◆ **Task list**
**a)** Translate this sentence from the memoir excerpt about canning into Spanish: "He didn't go to church himself, but he thought it was good for children."
**b)** In the memoir excerpt about canning, which things of the narrator's does the text say the mother wasn't interested in? List every one.

◆ **Excerpt to read**
========

I gave up canning about the time I left the Mormons, tired
of the rhetoric of eternal rewards and the quasi-pioneer
lifestyle as handmaiden to male authority, annoyed with
simple answers and narrow roles, unwilling any longer to
fulfill the expectations of a culture I'd never wanted
to be part of. I was baptized a Mormon at the insistence
of my mother, who had dreams and visions, and a conversion
experience when I was eleven. I did it unwillingly,
hoping it would make her happy and love me. Mormons
promise home could be heaven on earth, and I adapted to
their myths and commandments with uneasy longing.
The church offered meaningful activities and approval
to my mother which she did not find in the angry chaos
of her life. Depressed at home, resentfully lamenting
to me the details of her unhappy childhood and marriage
and the work and mess and ingratitude of a houseful of
kids, she was energized and fulfilled by church activities. The
Mormons lavish attention on converts. Theirs is a constantly
self-congratulating culture of converts, and my mother
liked being "Sister Smith."
Her depression, however, remained, and kept her indifferent
to me except as someone to share the burdens of housework
and child care, and to hear her stories. She wasn't
interested in my school work, the library books I read
all the time, or my problems. A tentative hint to
her that I was lonely, shy about making friends, wished
we lived in town so maybe I could visit the public library,
even a schoolmate, always triggered a woeful tale from
her life. I could please her by listening sympathetically,
and by going to church. I could please my father
by not fighting with my mother and helping: with the six
younger siblings, with the mountains of housework, in his
office. He didn't go to church himself, but he thought
it was good for children.
As I hauled canning equipment upstairs from the basement,
I thought of that primly determined young woman,
so hopeful of the structure of rules and commitment. I
gave up obedience and sacrifice years ago. I hardly do
housework any more, except as mindless, soothing diversion. Now
I can for pleasure. I like the assortment of simple
tasks and tools: dark blue enamel canner with aluminum
jar rack and sloping lid, wide mouth funnel for filling
jars, tongs with handles and curved bars at the ends: techno-canning
forceps for lifting hot jars from the boiling water bath. I
like the noise of jars clattering upside down in
boiling water in a stainless steel skillet, rings and lids
bubbling in a smaller pan, the tidy rhythms of washing
and sorting and slicing and pouring.

========

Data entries

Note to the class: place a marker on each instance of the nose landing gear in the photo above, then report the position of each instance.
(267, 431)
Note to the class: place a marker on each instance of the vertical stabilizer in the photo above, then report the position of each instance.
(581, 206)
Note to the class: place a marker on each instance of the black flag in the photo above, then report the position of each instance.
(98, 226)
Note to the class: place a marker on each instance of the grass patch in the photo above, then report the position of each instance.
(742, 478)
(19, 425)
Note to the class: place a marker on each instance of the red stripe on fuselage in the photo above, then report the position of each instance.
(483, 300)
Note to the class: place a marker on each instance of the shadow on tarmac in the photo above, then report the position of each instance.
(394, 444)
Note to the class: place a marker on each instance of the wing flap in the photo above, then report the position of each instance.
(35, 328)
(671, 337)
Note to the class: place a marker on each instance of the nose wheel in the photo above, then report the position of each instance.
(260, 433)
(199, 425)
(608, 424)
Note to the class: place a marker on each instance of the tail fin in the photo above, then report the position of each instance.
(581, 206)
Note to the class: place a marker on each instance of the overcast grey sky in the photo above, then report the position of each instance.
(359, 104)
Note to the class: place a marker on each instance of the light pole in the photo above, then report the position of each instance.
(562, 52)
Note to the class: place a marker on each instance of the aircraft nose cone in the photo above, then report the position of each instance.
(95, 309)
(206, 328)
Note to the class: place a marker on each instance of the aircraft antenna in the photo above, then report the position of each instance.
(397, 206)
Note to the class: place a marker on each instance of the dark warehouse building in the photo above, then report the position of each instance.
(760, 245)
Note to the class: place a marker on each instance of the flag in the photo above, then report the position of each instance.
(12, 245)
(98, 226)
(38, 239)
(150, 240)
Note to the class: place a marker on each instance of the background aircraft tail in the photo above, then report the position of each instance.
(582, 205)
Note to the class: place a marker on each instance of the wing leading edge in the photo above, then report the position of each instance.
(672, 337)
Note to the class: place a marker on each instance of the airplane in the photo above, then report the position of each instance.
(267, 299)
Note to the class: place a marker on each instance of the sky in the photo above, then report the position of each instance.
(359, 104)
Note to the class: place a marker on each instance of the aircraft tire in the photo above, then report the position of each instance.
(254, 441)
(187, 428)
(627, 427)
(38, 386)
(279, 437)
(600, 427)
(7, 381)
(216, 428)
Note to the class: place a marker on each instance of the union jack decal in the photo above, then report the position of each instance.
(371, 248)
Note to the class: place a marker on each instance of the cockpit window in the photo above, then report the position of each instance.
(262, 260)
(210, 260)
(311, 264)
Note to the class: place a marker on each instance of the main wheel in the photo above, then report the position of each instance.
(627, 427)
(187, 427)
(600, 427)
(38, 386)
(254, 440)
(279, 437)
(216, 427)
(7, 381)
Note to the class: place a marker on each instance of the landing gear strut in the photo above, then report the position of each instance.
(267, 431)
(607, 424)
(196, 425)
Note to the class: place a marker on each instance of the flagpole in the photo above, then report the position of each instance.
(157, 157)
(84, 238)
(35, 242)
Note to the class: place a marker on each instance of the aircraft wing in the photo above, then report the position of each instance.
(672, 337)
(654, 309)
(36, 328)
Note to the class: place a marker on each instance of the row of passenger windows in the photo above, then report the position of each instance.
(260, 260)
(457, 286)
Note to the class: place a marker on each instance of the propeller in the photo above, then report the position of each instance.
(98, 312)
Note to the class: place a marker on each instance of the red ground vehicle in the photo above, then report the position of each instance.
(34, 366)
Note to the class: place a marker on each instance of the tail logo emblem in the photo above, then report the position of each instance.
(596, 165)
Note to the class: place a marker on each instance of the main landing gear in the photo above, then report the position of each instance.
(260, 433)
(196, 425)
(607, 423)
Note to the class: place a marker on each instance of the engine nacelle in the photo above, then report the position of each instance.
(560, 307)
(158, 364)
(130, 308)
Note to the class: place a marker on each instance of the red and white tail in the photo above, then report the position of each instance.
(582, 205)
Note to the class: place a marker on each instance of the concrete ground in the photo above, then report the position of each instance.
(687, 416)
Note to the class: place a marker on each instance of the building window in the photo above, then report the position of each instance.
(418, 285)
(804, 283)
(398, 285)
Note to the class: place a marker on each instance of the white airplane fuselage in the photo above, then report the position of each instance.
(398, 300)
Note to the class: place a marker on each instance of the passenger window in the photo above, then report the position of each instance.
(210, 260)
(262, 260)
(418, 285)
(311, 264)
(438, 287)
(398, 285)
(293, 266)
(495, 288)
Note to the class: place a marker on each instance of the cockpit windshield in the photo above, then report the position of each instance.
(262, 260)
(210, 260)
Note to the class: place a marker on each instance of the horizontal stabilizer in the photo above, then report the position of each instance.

========

◆ **Outputs by task**
**a)** Él mismo no iba a la iglesia, pero pensaba que era bueno para los niños.

**b)**
- the narrator's school work
- the library books the narrator read all the time
- the narrator's problems